***** The data *****

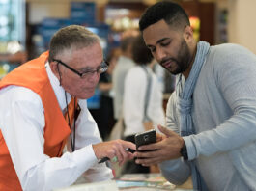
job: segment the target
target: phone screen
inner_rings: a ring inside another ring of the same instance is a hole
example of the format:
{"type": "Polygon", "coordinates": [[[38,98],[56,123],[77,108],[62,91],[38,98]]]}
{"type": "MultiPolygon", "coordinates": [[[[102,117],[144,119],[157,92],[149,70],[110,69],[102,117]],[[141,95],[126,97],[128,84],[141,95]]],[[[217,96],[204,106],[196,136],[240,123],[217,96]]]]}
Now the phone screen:
{"type": "Polygon", "coordinates": [[[137,149],[142,145],[148,145],[152,143],[156,143],[156,133],[155,129],[135,135],[135,144],[137,149]]]}

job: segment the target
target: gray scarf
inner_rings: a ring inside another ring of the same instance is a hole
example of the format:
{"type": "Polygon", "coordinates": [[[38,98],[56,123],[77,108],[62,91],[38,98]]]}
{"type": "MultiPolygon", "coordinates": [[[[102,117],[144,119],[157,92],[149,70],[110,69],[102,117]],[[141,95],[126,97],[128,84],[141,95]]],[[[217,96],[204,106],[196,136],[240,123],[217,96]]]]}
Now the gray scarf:
{"type": "MultiPolygon", "coordinates": [[[[182,87],[179,88],[182,91],[181,93],[178,94],[179,101],[177,104],[181,117],[180,119],[181,136],[188,136],[191,134],[195,134],[195,129],[193,127],[193,122],[191,117],[191,108],[193,105],[192,95],[202,66],[206,61],[209,49],[210,49],[210,44],[208,42],[199,41],[197,43],[196,56],[189,76],[185,81],[184,89],[182,87]]],[[[180,74],[178,77],[181,79],[182,74],[180,74]]],[[[181,85],[182,83],[179,83],[177,86],[181,85]]],[[[200,174],[197,171],[193,161],[191,161],[190,163],[190,168],[192,172],[194,189],[205,190],[205,185],[202,181],[203,179],[200,177],[200,174]]]]}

*****

* _Task statement_
Rewrite all the items above, replacing every "segment" with "outline" and leaving everything else unchanged. Omit the pictures.

* _Task solution_
job: outline the target
target: phone screen
inner_rings: a ring inside another ring of the same instance is a hole
example of the format:
{"type": "Polygon", "coordinates": [[[38,98],[56,123],[77,108],[62,91],[38,98]]]}
{"type": "MultiPolygon", "coordinates": [[[[102,117],[144,119],[157,92],[149,70],[110,69],[102,117]],[[141,95],[126,97],[128,84],[141,95]]],[[[217,96],[204,106],[196,136],[240,123],[217,96]]]]}
Now the phone screen:
{"type": "Polygon", "coordinates": [[[137,149],[142,145],[148,145],[152,143],[156,143],[156,133],[155,129],[135,135],[135,144],[137,149]]]}

job: outline the target
target: gray scarf
inner_rings: a ring inside another ring of the same instance is a hole
example of the format:
{"type": "Polygon", "coordinates": [[[38,98],[56,123],[77,108],[62,91],[38,98]]]}
{"type": "MultiPolygon", "coordinates": [[[[102,117],[144,119],[157,92],[149,70],[110,69],[102,117]],[[141,95],[126,97],[128,84],[141,95]]],[[[217,96],[204,106],[196,136],[240,123],[217,96]]]]}
Now the gray scarf:
{"type": "MultiPolygon", "coordinates": [[[[182,87],[179,88],[182,91],[181,93],[178,94],[179,101],[177,104],[181,117],[180,119],[181,136],[188,136],[191,134],[195,134],[195,129],[193,127],[193,122],[191,117],[191,108],[193,105],[192,95],[202,66],[206,61],[209,49],[210,49],[210,44],[208,42],[199,41],[197,43],[196,56],[189,76],[185,81],[184,89],[182,87]]],[[[180,74],[178,77],[181,79],[182,74],[180,74]]],[[[181,85],[182,83],[179,83],[177,86],[181,85]]],[[[200,174],[197,171],[193,161],[191,161],[190,163],[190,168],[192,172],[194,189],[205,190],[205,185],[202,181],[203,179],[200,177],[200,174]]]]}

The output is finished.